*** Opening of PAGE EXCERPT ***

According to Statista, a provider of market and consumer data, about 36% of TV pilots during the 2017-18 season were ordered straight to series in the United States, down slightly from 38% in the previous season.

“It would be great to get it sold,” she said of her idea for a TV series. “It’s directly related to my experience as a physician. … Once you’ve done something for a couple of decades, it’s like, ‘OK, well it’s still interesting, but what else can I do to keep myself creatively engaged?’”

Clifford said she was accepted into medical school when she was just 15 years old. She received a Bachelor of Science degree from St. Louis University in Missouri, a private Roman Catholic research university, and her Doctor of Medicine from New York Medical College.

“I was 2 years old when I decided to be a doctor. … In medicine, especially when you start as young as I did, you tend to be idealistic. As you get further along in medicine, you find that not quite everybody is that way,” she said.

*** Close of PAGE EXCERPT ***

- _TASKS_
a) Decide whether each statement agrees with the excerpt. Answer yes or no for each, and quote the words of the excerpt that decide it.
(i) About 36% of TV pilots in the 2017-18 season were ordered straight to series in the United States.
(ii) Clifford earned her Doctor of Medicine from St. Louis University.
(iii) Clifford decided to become a doctor at age 15.
b) According to the excerpt, how old was Clifford when she was accepted into medical school?
c) Reproduce the excerpt from "According to Statista, a" to "York Medical College.".

*** Opening of SUPPLIED DATA ***

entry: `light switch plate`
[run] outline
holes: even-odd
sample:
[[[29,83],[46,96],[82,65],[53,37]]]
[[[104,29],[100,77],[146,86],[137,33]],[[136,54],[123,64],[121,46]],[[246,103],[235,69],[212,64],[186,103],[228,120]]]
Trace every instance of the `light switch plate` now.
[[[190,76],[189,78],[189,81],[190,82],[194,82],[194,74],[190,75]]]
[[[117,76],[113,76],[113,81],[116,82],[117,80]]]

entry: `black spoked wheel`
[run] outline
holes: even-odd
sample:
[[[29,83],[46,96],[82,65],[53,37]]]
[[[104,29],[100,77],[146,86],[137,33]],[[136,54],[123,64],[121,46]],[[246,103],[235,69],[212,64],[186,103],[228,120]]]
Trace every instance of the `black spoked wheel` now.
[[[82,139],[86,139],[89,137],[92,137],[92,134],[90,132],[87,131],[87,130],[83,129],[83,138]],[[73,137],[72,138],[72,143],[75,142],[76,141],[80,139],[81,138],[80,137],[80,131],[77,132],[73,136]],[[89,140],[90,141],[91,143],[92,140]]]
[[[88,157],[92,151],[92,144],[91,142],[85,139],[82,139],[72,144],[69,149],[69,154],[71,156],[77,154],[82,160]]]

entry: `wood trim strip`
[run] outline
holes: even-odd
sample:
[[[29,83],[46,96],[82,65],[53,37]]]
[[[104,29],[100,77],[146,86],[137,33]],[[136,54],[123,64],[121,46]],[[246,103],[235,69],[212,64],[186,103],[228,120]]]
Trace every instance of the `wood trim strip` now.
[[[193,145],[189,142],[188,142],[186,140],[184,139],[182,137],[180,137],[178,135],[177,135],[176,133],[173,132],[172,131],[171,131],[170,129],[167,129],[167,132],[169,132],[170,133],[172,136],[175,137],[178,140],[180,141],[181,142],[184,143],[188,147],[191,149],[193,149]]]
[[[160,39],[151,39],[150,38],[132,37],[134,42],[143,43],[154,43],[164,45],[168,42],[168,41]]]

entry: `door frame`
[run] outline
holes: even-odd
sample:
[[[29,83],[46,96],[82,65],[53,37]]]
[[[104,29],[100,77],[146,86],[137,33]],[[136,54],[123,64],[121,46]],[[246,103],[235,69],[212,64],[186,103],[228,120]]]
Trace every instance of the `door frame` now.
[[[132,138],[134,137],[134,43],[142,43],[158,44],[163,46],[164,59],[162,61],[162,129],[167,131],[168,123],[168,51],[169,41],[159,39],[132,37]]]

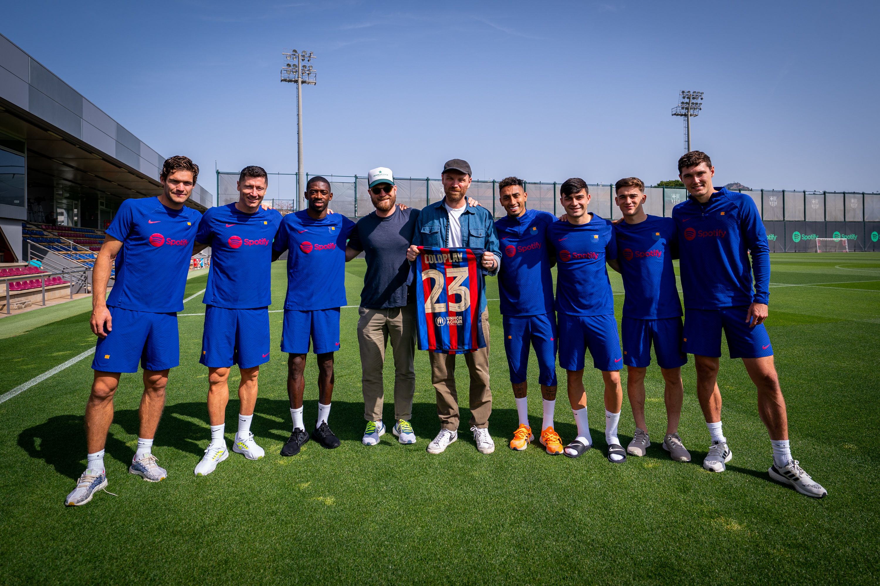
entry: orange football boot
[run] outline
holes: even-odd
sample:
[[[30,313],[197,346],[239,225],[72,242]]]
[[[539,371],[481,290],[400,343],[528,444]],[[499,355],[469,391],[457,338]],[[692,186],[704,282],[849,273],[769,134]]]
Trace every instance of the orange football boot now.
[[[535,437],[532,435],[532,428],[523,423],[513,432],[513,439],[510,440],[510,449],[522,452],[529,445],[529,442],[534,438]]]
[[[551,456],[557,456],[562,453],[562,439],[553,429],[553,426],[541,431],[540,442],[547,449],[547,453]]]

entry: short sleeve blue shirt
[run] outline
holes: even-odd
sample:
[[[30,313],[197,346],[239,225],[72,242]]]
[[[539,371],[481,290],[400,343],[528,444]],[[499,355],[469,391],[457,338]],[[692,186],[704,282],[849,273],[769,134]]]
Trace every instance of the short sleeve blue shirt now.
[[[189,259],[202,214],[158,198],[125,199],[106,233],[122,242],[107,305],[132,311],[183,311]]]
[[[202,302],[230,309],[272,304],[272,240],[277,210],[239,212],[235,203],[205,212],[196,242],[211,247],[211,269]]]
[[[681,315],[672,258],[678,230],[671,218],[649,215],[638,224],[614,224],[623,288],[623,316],[659,320]]]
[[[288,213],[273,248],[288,251],[285,309],[311,311],[348,304],[345,245],[355,222],[341,213],[313,220],[308,210]]]
[[[614,229],[605,218],[590,215],[587,224],[554,221],[547,227],[547,248],[556,257],[556,311],[613,315],[605,259],[617,258]]]

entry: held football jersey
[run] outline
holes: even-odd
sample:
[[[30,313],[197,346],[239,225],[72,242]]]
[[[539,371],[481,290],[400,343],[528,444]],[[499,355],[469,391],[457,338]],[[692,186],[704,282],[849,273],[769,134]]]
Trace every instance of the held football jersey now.
[[[547,226],[554,221],[556,216],[538,210],[495,221],[503,255],[498,271],[502,315],[543,315],[553,311],[553,275],[545,241]]]
[[[482,250],[420,246],[413,263],[419,350],[465,354],[486,347],[480,316]]]
[[[229,309],[272,304],[272,241],[277,210],[239,212],[235,203],[211,207],[202,217],[196,242],[211,247],[211,268],[202,302]]]
[[[308,210],[281,221],[273,248],[287,254],[285,309],[311,311],[348,305],[345,245],[355,222],[341,213],[313,220]]]
[[[675,221],[649,215],[638,224],[614,226],[623,277],[623,316],[661,320],[681,315],[672,259],[678,256]]]
[[[613,315],[605,259],[617,258],[614,229],[605,218],[590,215],[587,224],[557,221],[547,227],[547,246],[556,257],[556,311]]]
[[[121,241],[107,305],[132,311],[183,311],[189,259],[202,214],[158,198],[125,199],[106,233]]]

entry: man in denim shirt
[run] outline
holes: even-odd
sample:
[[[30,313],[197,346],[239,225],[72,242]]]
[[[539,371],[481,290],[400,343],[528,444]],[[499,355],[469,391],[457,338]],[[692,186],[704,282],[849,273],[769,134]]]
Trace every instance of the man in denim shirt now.
[[[492,213],[485,207],[472,206],[466,198],[471,186],[471,165],[461,159],[447,161],[443,170],[442,201],[425,206],[415,223],[413,245],[407,258],[414,261],[419,246],[436,248],[469,248],[486,250],[480,259],[482,269],[489,275],[498,274],[501,250]],[[471,373],[471,430],[482,453],[495,452],[489,436],[488,420],[492,413],[492,391],[489,389],[489,321],[485,289],[480,307],[480,323],[486,347],[465,354]],[[440,453],[458,438],[458,397],[455,388],[455,354],[429,352],[431,382],[437,394],[437,416],[441,430],[428,445],[429,453]]]

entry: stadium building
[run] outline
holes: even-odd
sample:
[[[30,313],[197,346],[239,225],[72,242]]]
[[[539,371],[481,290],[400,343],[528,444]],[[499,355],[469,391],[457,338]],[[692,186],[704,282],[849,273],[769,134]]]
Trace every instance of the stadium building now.
[[[165,159],[0,35],[0,263],[91,268],[122,200],[162,192]],[[196,185],[187,205],[213,203]]]

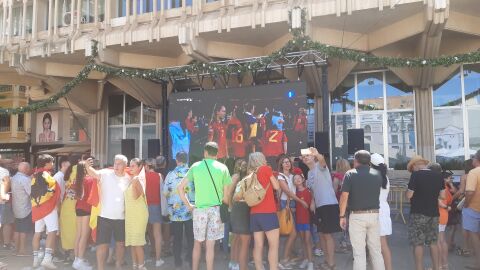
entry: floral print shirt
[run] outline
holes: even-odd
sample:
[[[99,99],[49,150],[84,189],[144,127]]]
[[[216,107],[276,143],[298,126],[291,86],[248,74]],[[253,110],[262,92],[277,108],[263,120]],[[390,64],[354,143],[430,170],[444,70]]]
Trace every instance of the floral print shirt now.
[[[177,186],[187,175],[188,167],[177,166],[173,171],[167,174],[163,185],[162,193],[167,199],[167,211],[171,221],[187,221],[192,219],[192,213],[188,211],[177,191]],[[188,181],[185,187],[185,193],[190,203],[195,204],[195,188],[193,182]]]

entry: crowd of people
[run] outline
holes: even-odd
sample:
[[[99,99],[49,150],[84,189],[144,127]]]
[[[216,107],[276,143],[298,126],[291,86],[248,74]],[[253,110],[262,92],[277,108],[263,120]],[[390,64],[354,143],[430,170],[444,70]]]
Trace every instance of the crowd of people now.
[[[353,269],[367,269],[367,264],[393,269],[387,240],[392,234],[390,181],[381,155],[360,150],[352,169],[338,160],[332,173],[315,148],[302,151],[300,158],[282,155],[268,163],[253,152],[237,159],[230,172],[218,153],[218,144],[208,142],[204,158],[189,167],[188,154],[179,151],[169,172],[163,157],[128,161],[121,154],[104,169],[90,156],[61,158],[52,174],[54,158],[48,154],[38,156],[35,168],[27,162],[14,173],[0,167],[4,247],[47,269],[62,261],[74,269],[93,269],[86,257],[92,247],[100,270],[108,263],[122,268],[126,248],[133,269],[146,269],[149,257],[155,267],[165,267],[162,258],[173,253],[175,269],[198,270],[204,254],[206,269],[213,270],[216,243],[222,240],[230,250],[229,270],[247,270],[250,262],[256,270],[332,270],[335,252],[351,245]],[[408,236],[416,270],[425,269],[426,246],[432,269],[448,269],[460,223],[465,239],[456,251],[474,252],[476,265],[469,269],[480,269],[480,151],[467,164],[465,177],[455,185],[453,173],[437,163],[419,156],[408,163]],[[279,215],[281,210],[293,222]],[[288,225],[293,227],[286,230]],[[151,254],[145,254],[147,243]],[[316,265],[313,256],[321,254],[324,260]]]

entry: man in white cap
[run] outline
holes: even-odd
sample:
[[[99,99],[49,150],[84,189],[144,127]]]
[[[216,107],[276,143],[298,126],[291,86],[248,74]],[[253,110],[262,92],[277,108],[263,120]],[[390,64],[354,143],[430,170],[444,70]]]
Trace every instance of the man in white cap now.
[[[345,174],[340,197],[340,226],[347,227],[345,213],[350,210],[349,233],[353,248],[353,269],[367,269],[365,246],[372,259],[373,270],[384,270],[385,264],[380,246],[379,196],[382,175],[370,168],[370,153],[355,153],[355,169]]]

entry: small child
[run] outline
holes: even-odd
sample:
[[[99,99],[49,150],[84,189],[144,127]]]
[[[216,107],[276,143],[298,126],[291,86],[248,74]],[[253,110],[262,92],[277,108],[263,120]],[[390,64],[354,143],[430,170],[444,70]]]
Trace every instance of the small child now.
[[[297,188],[297,197],[303,200],[312,209],[313,199],[312,193],[305,187],[305,178],[301,173],[293,176],[293,183]],[[304,256],[306,257],[300,264],[300,268],[307,270],[313,270],[313,258],[312,258],[312,235],[310,234],[310,209],[297,204],[297,211],[295,213],[295,227],[300,234],[303,243]]]

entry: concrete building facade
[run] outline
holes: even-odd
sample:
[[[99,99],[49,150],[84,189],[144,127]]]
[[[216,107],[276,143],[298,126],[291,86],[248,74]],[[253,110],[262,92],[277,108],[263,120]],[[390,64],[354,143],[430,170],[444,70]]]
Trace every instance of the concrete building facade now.
[[[306,12],[313,40],[377,56],[435,58],[480,47],[476,0],[0,0],[0,84],[23,85],[32,100],[58,92],[85,64],[92,40],[103,64],[142,69],[269,55],[292,38],[289,11]],[[370,151],[403,169],[421,154],[448,166],[480,148],[480,65],[389,68],[329,58],[319,69],[276,72],[304,80],[313,97],[315,130],[331,134],[332,161],[345,157],[345,130],[364,128]],[[243,78],[243,85],[252,77]],[[266,79],[260,82],[266,83]],[[321,92],[326,83],[330,96]],[[206,78],[178,80],[167,94],[238,86]],[[92,153],[105,164],[120,139],[165,134],[162,89],[142,79],[92,72],[59,100],[89,117]],[[69,104],[67,104],[67,102]],[[324,110],[325,105],[328,110]],[[313,111],[313,110],[312,110]],[[328,112],[327,115],[323,115]],[[328,125],[325,121],[328,119]]]

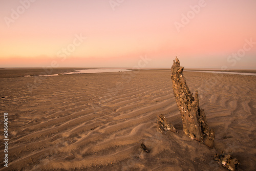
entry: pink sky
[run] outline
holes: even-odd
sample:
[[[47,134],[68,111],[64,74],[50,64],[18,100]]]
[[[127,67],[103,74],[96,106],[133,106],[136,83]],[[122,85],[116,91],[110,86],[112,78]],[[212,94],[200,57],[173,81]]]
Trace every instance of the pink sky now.
[[[256,69],[256,1],[121,2],[1,1],[0,67]]]

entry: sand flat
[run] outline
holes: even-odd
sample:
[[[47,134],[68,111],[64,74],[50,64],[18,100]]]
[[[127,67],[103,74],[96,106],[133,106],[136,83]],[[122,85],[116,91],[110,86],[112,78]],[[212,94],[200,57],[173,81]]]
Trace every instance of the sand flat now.
[[[214,149],[183,133],[169,71],[2,77],[8,169],[226,170],[213,160],[223,150],[240,161],[241,170],[254,170],[256,77],[184,74],[190,91],[199,90],[200,106],[215,130]],[[179,133],[161,134],[159,114]],[[143,151],[141,142],[151,153]],[[1,144],[1,156],[3,149]]]

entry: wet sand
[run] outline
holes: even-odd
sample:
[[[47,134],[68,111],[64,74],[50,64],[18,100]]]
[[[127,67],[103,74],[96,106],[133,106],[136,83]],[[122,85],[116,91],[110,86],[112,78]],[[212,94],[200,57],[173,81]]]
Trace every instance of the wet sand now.
[[[213,160],[218,150],[237,158],[239,170],[255,170],[255,76],[184,72],[215,130],[209,149],[183,134],[169,71],[6,74],[0,111],[8,113],[7,170],[227,170]],[[160,114],[179,133],[161,134]]]

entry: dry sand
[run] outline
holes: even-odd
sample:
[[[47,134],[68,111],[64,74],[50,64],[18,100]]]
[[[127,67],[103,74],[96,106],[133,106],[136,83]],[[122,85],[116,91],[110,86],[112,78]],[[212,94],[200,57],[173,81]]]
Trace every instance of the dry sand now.
[[[213,160],[218,150],[255,170],[256,77],[184,74],[215,130],[214,149],[183,134],[169,71],[1,78],[9,141],[0,170],[227,170]],[[161,134],[160,114],[179,133]]]

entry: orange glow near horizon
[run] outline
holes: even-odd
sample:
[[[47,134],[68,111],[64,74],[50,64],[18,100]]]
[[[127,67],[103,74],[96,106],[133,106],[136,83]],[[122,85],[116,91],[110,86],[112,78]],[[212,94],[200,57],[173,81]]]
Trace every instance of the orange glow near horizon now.
[[[42,67],[52,60],[60,67],[132,67],[146,55],[152,59],[147,67],[166,68],[177,55],[187,68],[256,69],[256,2],[202,1],[205,6],[187,24],[182,15],[198,1],[125,1],[115,10],[108,1],[30,3],[9,27],[0,21],[0,67]],[[22,5],[2,4],[2,18],[12,18],[11,9]],[[175,22],[183,25],[179,30]],[[232,65],[229,56],[250,39],[249,50]]]

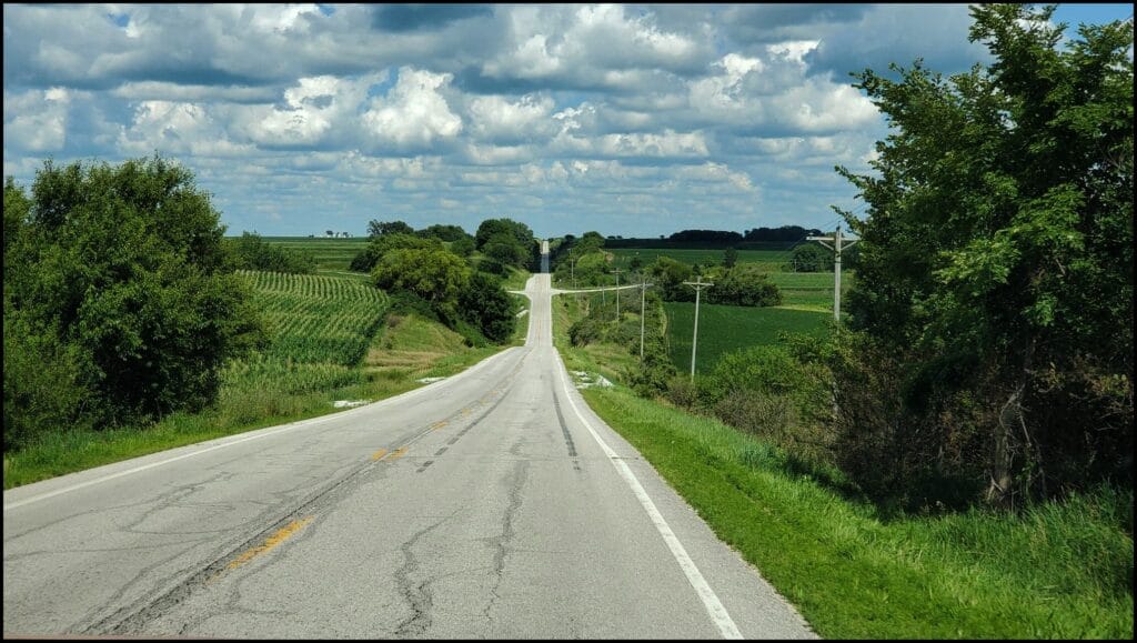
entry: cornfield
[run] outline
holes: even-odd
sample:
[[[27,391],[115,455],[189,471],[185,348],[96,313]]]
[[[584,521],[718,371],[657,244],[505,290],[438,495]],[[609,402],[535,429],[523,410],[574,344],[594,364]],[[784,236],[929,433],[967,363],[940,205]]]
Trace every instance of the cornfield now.
[[[290,396],[358,384],[357,368],[389,308],[387,295],[343,277],[240,271],[269,345],[231,363],[222,396]]]
[[[246,272],[268,324],[265,357],[355,366],[387,313],[382,290],[318,274]]]

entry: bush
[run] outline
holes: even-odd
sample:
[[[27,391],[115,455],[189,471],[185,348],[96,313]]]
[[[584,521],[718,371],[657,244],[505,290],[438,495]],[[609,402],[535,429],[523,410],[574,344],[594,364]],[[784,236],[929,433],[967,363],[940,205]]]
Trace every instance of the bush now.
[[[31,201],[5,257],[5,318],[27,333],[9,343],[6,323],[14,372],[42,360],[40,381],[60,382],[77,401],[76,421],[99,427],[215,401],[222,365],[263,332],[221,215],[192,174],[159,157],[117,167],[47,162]],[[22,394],[10,402],[6,432],[10,418],[65,418],[70,409]]]
[[[316,272],[316,259],[312,255],[266,244],[256,232],[242,232],[238,239],[229,240],[229,248],[233,254],[234,265],[241,270],[292,274]]]
[[[698,389],[686,374],[675,376],[667,381],[667,399],[680,409],[694,409]]]
[[[781,291],[758,272],[758,266],[741,265],[716,278],[714,287],[707,288],[706,302],[728,306],[777,306],[781,304]]]
[[[462,316],[495,344],[513,337],[517,319],[512,296],[501,288],[497,278],[475,272],[458,297]]]

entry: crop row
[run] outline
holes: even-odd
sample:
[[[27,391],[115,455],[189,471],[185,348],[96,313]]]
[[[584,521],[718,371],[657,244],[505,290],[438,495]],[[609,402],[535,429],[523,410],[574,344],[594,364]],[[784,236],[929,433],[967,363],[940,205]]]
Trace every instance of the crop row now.
[[[280,363],[354,366],[388,311],[381,291],[352,279],[243,272],[271,343],[263,357]]]

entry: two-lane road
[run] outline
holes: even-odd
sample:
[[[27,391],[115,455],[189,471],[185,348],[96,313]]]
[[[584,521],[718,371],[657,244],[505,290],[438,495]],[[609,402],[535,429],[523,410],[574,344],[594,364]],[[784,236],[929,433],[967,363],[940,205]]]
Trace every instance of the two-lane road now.
[[[813,637],[529,336],[351,411],[5,492],[6,635]]]

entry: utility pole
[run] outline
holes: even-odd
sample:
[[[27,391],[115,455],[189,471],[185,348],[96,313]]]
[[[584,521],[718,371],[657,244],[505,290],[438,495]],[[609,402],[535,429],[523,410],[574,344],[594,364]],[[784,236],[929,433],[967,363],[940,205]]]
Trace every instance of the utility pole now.
[[[818,241],[822,246],[833,250],[833,319],[841,321],[841,249],[848,248],[860,239],[841,237],[841,226],[837,226],[837,232],[832,237],[807,237],[811,241]],[[830,246],[825,241],[832,241]],[[844,242],[844,246],[843,246]]]
[[[572,274],[572,287],[573,290],[576,289],[576,259],[573,258],[572,252],[576,248],[568,248],[568,273]]]
[[[695,335],[691,337],[691,381],[695,381],[695,347],[699,343],[699,294],[703,292],[704,288],[714,286],[714,283],[705,283],[703,277],[699,275],[695,281],[684,281],[687,286],[695,288]]]
[[[623,272],[620,269],[609,271],[612,274],[616,275],[616,321],[620,321],[620,273]]]
[[[647,287],[655,286],[654,283],[647,282],[646,275],[640,275],[640,364],[644,363],[644,319],[647,318],[647,308],[645,308]]]

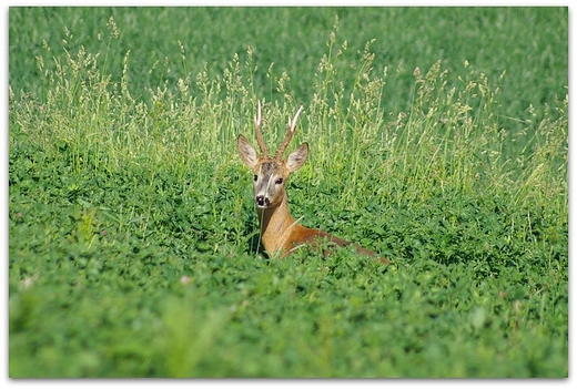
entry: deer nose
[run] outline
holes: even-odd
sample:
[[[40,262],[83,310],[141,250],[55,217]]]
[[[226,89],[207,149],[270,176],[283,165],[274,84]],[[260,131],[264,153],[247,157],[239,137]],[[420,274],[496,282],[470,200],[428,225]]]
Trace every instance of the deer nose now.
[[[269,206],[269,204],[271,204],[271,201],[269,199],[269,197],[264,197],[264,196],[256,196],[256,205],[259,206]]]

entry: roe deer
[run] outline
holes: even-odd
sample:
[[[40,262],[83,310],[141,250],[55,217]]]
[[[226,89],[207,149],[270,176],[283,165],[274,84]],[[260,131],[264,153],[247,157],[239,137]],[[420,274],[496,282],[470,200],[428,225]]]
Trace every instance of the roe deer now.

*** Close of SUPPLIED DATA ***

- _EXERCISE ANSWERS_
a)
(i) Yes: "about 36% of TV pilots during the 2017-18 season were ordered straight to series in the United States"
(ii) No: "her Doctor of Medicine from New York Medical College"
(iii) No: "I was 2 years old when I decided to be a doctor."

b) She was 15 years old.

c)
According to Statista, a provider of market and consumer data, about 36% of TV pilots during the 2017-18 season were ordered straight to series in the United States, down slightly from 38% in the previous season.

“It would be great to get it sold,” she said of her idea for a TV series. “It’s directly related to my experience as a physician. … Once you’ve done something for a couple of decades, it’s like, ‘OK, well it’s still interesting, but what else can I do to keep myself creatively engaged?’”

Clifford said she was accepted into medical school when she was just 15 years old. She received a Bachelor of Science degree from St. Louis University in Missouri, a private Roman Catholic research university, and her Doctor of Medicine from New York Medical College.